**INSTRUCTIONS FOR THE TASK**
From the listing below, pull out every line where the string "photo" appears.

==================================================

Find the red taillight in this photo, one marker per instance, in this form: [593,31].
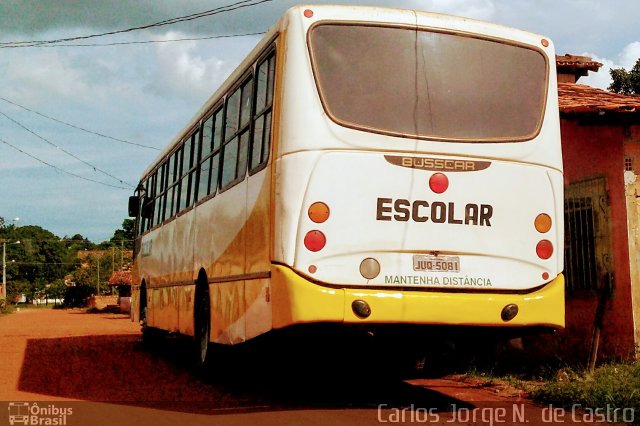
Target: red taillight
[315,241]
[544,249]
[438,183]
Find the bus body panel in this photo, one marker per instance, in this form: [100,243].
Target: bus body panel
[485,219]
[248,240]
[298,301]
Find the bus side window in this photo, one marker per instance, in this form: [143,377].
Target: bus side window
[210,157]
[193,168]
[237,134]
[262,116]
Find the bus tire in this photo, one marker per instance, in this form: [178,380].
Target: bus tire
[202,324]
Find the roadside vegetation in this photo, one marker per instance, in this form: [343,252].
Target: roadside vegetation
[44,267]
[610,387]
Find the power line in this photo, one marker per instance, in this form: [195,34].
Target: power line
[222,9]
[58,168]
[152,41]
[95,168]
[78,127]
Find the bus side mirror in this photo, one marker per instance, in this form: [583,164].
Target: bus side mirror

==================================================

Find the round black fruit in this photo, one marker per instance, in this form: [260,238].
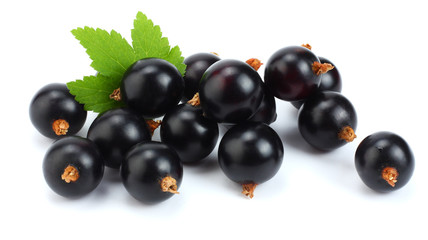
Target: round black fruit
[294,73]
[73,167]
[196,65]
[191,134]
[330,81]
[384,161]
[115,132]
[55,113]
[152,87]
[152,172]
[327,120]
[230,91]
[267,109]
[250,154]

==================================================

**TASK OUTPUT**
Find the red taillight in this photo, one marker per instance, in this form: [593,31].
Find the bus body panel in this photo, one marker per instance, in this form: [100,243].
Find the bus side window in this photo, one marker per instance, in this form: [143,377].
Find the bus tire in this photo, one marker per instance, in this form: [178,380].
Find the roadside vegetation in this photo, one marker per instance, in this form: [343,252].
Find the power line in this photo, one marker per instance, in this form: [195,34].
Find the bus side mirror in this photo, one marker per instance, in this form: [583,164].
Find the round black fruit in this photo, one marker per instance, in this form: [260,238].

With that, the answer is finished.